**Written problem**
Retype the full set of records. Keep every character identical.

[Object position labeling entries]

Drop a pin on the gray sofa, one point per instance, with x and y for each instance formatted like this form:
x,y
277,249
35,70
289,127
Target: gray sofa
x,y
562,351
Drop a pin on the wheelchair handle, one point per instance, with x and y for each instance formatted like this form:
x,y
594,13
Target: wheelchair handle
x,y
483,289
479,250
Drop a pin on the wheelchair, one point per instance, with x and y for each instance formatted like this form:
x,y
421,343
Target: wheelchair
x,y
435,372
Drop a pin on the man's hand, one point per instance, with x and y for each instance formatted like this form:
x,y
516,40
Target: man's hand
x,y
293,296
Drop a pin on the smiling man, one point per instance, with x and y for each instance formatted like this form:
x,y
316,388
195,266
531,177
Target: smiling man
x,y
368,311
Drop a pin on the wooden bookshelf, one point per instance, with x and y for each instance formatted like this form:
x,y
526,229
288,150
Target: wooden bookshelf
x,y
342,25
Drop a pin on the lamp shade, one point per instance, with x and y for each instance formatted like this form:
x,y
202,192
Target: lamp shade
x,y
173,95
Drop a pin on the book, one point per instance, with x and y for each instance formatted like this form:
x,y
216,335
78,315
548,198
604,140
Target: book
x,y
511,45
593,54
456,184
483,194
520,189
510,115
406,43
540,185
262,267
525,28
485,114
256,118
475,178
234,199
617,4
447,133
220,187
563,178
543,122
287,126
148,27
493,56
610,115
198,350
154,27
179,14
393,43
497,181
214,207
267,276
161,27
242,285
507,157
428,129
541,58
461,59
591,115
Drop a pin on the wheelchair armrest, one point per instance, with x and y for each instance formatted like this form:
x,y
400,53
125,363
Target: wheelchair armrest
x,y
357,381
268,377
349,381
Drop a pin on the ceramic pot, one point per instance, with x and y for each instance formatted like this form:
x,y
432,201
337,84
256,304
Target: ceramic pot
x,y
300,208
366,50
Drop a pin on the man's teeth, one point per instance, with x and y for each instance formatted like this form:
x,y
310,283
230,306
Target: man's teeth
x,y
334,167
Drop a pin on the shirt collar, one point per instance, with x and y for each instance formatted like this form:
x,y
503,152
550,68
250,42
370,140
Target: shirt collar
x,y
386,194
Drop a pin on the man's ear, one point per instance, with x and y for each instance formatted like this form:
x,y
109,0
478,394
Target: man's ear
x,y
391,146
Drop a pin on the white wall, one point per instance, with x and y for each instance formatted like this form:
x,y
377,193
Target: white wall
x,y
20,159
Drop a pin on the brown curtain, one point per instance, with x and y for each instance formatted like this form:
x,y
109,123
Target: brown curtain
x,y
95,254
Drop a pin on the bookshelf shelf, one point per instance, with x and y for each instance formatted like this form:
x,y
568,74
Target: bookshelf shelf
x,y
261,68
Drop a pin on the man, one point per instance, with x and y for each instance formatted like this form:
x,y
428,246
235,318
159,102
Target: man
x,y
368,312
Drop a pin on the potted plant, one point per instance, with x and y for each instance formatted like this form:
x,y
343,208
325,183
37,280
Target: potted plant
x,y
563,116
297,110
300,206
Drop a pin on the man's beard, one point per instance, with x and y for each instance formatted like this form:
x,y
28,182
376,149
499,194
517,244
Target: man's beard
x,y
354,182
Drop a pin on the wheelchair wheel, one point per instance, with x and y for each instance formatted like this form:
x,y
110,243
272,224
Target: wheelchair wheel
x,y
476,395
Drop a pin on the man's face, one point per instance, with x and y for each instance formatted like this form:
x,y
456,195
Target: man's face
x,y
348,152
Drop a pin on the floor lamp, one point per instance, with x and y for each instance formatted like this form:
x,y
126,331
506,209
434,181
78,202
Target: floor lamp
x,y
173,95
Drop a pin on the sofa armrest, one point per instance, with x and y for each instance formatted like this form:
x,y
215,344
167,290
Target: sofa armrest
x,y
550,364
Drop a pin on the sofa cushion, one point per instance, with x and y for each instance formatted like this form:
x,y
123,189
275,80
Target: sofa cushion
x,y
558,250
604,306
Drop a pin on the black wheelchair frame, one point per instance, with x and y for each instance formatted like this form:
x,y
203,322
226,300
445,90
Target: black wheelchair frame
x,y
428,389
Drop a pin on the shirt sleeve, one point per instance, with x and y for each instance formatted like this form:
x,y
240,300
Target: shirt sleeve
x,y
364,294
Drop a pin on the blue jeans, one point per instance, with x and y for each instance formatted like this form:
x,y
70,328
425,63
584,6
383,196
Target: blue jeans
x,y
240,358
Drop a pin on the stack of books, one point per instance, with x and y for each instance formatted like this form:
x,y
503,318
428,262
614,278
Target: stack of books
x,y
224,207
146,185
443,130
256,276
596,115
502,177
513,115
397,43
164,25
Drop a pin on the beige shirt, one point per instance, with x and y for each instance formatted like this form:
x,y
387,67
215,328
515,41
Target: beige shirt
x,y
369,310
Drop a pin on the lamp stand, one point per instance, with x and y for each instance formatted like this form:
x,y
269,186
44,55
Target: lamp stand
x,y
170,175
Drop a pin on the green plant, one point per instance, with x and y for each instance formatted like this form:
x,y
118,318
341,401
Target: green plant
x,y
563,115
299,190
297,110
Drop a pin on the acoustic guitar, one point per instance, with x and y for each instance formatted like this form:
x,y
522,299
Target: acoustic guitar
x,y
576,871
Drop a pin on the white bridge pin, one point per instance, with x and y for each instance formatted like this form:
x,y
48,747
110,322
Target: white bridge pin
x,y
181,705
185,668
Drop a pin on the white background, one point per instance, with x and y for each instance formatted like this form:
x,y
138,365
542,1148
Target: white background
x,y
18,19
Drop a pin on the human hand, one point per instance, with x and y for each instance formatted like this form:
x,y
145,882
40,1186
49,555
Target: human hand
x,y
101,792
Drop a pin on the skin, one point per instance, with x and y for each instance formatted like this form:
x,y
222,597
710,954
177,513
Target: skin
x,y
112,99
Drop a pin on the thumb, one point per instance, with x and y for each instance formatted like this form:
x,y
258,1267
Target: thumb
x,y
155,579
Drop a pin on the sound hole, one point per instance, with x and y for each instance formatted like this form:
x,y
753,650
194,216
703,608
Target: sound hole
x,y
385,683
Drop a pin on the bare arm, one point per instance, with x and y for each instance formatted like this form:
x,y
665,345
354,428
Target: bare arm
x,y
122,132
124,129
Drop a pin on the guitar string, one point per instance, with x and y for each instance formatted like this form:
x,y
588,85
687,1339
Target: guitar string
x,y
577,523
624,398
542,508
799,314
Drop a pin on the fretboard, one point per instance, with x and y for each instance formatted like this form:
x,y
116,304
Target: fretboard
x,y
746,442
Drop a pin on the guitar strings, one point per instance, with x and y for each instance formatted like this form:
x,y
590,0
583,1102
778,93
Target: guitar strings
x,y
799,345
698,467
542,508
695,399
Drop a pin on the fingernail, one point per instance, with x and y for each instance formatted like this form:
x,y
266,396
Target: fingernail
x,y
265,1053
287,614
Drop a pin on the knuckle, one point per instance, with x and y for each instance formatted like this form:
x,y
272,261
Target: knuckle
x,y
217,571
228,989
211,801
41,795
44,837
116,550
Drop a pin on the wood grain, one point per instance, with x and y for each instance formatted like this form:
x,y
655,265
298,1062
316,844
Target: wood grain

**Written answer**
Drop a pin on the gray sofa, one point per instance, with x and y for each instance formatted like this form:
x,y
277,249
35,70
289,127
Target: gray sofa
x,y
562,351
Drop a pin on the wheelchair handle, one point per instance, with x and y for each instance formatted like this form:
x,y
594,13
Target: wheelchair handle
x,y
483,289
479,250
Drop a pin on the wheelchair, one point per instance, with x and y for each instance formatted like this form:
x,y
421,343
Target: wheelchair
x,y
435,372
Drop a pin on the man's hand, one point per instance, with x and y for each instance formatted like this form:
x,y
516,40
Target: man's hand
x,y
293,296
Drop a pin on the smiling man, one point per instance, with x and y for each instance formatted like this form:
x,y
316,388
195,266
531,177
Target: smiling man
x,y
368,311
Drop a pin on the wooden bookshelf, one point per instance, with x and y for each instance formatted like this form:
x,y
526,229
288,150
Target: wooden bookshelf
x,y
342,25
Drop a pin on the lamp shade, one point per instance, with x and y for each instance formatted like this form:
x,y
202,192
Target: lamp shade
x,y
173,95
Drop a pin on the book, one point per instance, with x and y for each instance formatted like this form:
x,y
216,335
78,315
548,198
604,140
Target: book
x,y
511,45
593,54
456,184
483,194
520,189
510,115
406,43
540,185
262,267
525,28
485,114
256,118
475,178
234,199
617,4
447,133
220,187
563,178
543,122
287,126
148,27
493,56
610,115
198,350
154,27
179,14
393,43
497,181
214,207
267,276
161,27
242,285
507,157
428,129
541,58
461,59
591,115
Drop a pin on the wheelchair armrest, one point per instance, with x and y for each instance formatted like this form:
x,y
400,53
125,363
Target: wheelchair armrest
x,y
357,381
268,377
349,381
Drop a pin on the ceramic pot, one point per instance, with x and y for each instance formatted like this form:
x,y
432,201
337,84
256,304
Target: ceramic pot
x,y
300,208
366,50
Drop a pin on the man's teeth, one point per instance, with x and y for each instance formatted like this form:
x,y
310,283
230,306
Target: man's teeth
x,y
334,167
Drop a pin on the shirt collar, one point per instance, with x and y for each instance formatted like this form:
x,y
503,152
550,68
250,42
370,140
Target: shirt collar
x,y
386,194
Drop a pin on the man's ear, one point per instance, with x and y for each instance formatted like this form:
x,y
109,0
478,394
Target: man's ear
x,y
391,146
Drop a pin on the white wall, one point per instance, with x and y for each instance formatted like this form:
x,y
377,193
Target: white wall
x,y
20,159
Drop a pin on the brown curtain, one point per instance, with x and y for each instance formatted like this form:
x,y
109,123
Target: brown curtain
x,y
95,254
Drop a pin on the bookshelf shelf, one point per instance, with x and y for each instance formatted like this form:
x,y
568,74
Target: bookshelf shelf
x,y
261,68
Drop a pin on the man, one point per instance, with x and y for each instance formatted like this form:
x,y
428,246
235,318
159,102
Target: man
x,y
368,312
Drop a pin on the potted plant, one point per instance, with x and y for each instance formatted like this form:
x,y
343,208
325,183
37,280
Target: potted plant
x,y
563,116
297,110
300,206
Drop a pin on the man's beard, one point per instance, with x and y for each instance formatted like this form:
x,y
28,182
376,149
499,194
517,244
Target: man's beard
x,y
354,182
Drop a pin on the wheelchair wheel, one point per instance, with x and y for each instance formatted like this form:
x,y
110,243
272,224
Target: wheelchair wheel
x,y
476,395
Drop a pin on the man's face, one point per instance, with x and y for each instance formatted like this form:
x,y
456,195
Target: man's face
x,y
348,152
Drop a pin on the floor lamp, one point per instance, with x and y for each instance formatted like this form:
x,y
126,331
506,209
434,181
78,202
Target: floor lamp
x,y
173,95
Drop a pin on the sofa armrest, one point per instance, with x and y for each instance formatted like this form:
x,y
215,344
167,290
Target: sofa armrest
x,y
550,364
Drop a pin on the sofa cushion, one point per instance, with x and y for each instance formatted like this form:
x,y
123,189
275,80
Target: sofa cushion
x,y
558,250
604,306
Drop a pin on the black wheelchair frame, one point per instance, with x and y for each instance formatted like this form:
x,y
203,322
226,300
445,90
Target: black wheelchair frame
x,y
428,389
Drop a pin on the shirt sleeve, one point per instance, with x and y for each instance formatted like this form:
x,y
240,300
Target: shirt sleeve
x,y
364,294
Drop a pin on the blue jeans, one point per instance, with x and y for each instance formatted like this form:
x,y
70,328
425,63
584,6
383,196
Target: blue jeans
x,y
240,358
Drop a pin on the stack of books, one point per instance, with x and y for each instance formatted like this form:
x,y
503,318
428,262
614,278
Target: stack of books
x,y
224,207
146,185
443,130
256,276
596,115
502,177
513,115
397,43
164,25
Drop a pin on the beige shirt, one point per instance, with x and y for each instance formatted like this form:
x,y
387,67
215,328
515,41
Target: beige shirt
x,y
369,310
Drop a pin on the lamp stand, one point per instance, with x and y for each instance formatted like this form:
x,y
269,186
44,55
Target: lamp stand
x,y
170,175
Drop a pin on the green plant, one point per instance, with x and y for each instance formatted like this form:
x,y
118,318
341,401
Target: green plant
x,y
563,115
299,190
297,110
Drop a pin on the acoustic guitar, one point per instance, with x and y for each instance formatted like this form:
x,y
522,299
Target: acoustic guitar
x,y
576,871
Drop a pin on the white bridge pin, one point per instance, with x and y for each instance formatted like this form:
x,y
48,747
110,322
Target: white bridge pin
x,y
181,705
185,668
Drop a pin on the white background, one point per instance, with x and y for each instance formatted like this form:
x,y
138,365
542,1148
Target: white background
x,y
18,19
Drop a pin on the human hand, one point per instance, with x and y for each instance formatted like this form:
x,y
145,882
40,1186
49,555
Target: human hand
x,y
101,792
Drop a pin on the skin, one point per instance, with x and y for each instance formatted like this form:
x,y
222,597
710,954
177,513
Target: skin
x,y
112,99
Drop a pin on the thumb, one point per instance, with x and y for each instance formatted like this form:
x,y
258,1267
Target: thumb
x,y
155,579
Drop a pin on the sound hole, one point per instance, with x and y for each instance formatted like this form:
x,y
753,650
194,216
703,608
Target: sound hole
x,y
385,683
Drop a pin on the bare arm, one point per instance, with x and y for each instance formatted like this form:
x,y
665,345
354,428
Target: bare arm
x,y
122,132
124,129
Drop a pin on the guitar string, one point per instance, with x and y for each instance formatted like this form:
x,y
588,85
687,1339
Target: guitar string
x,y
577,523
624,398
542,508
799,314
Drop a pin on the fretboard, one point per instance, with x and y for each instance formatted like this form:
x,y
116,304
Target: fretboard
x,y
746,442
Drop a pin on the guitar strings, one point per instance, with x and y for each instance formatted like this form:
x,y
590,0
583,1102
778,93
Target: guitar strings
x,y
799,345
698,467
542,508
695,399
Drop a pin on the fingernail, one point per instance, with x and y for each instance formatted like this form:
x,y
266,396
Target: fingernail
x,y
265,1053
287,614
Drop a pin on the knuckle, one point per instance, with x and y for each instance formatted like this form:
x,y
272,261
Target: knuckle
x,y
217,571
228,989
211,801
41,795
44,837
116,550
Drop a pin on the wood grain, one point per instance, with x and y for each instance formatted like this form:
x,y
655,265
298,1062
316,844
Target: wood grain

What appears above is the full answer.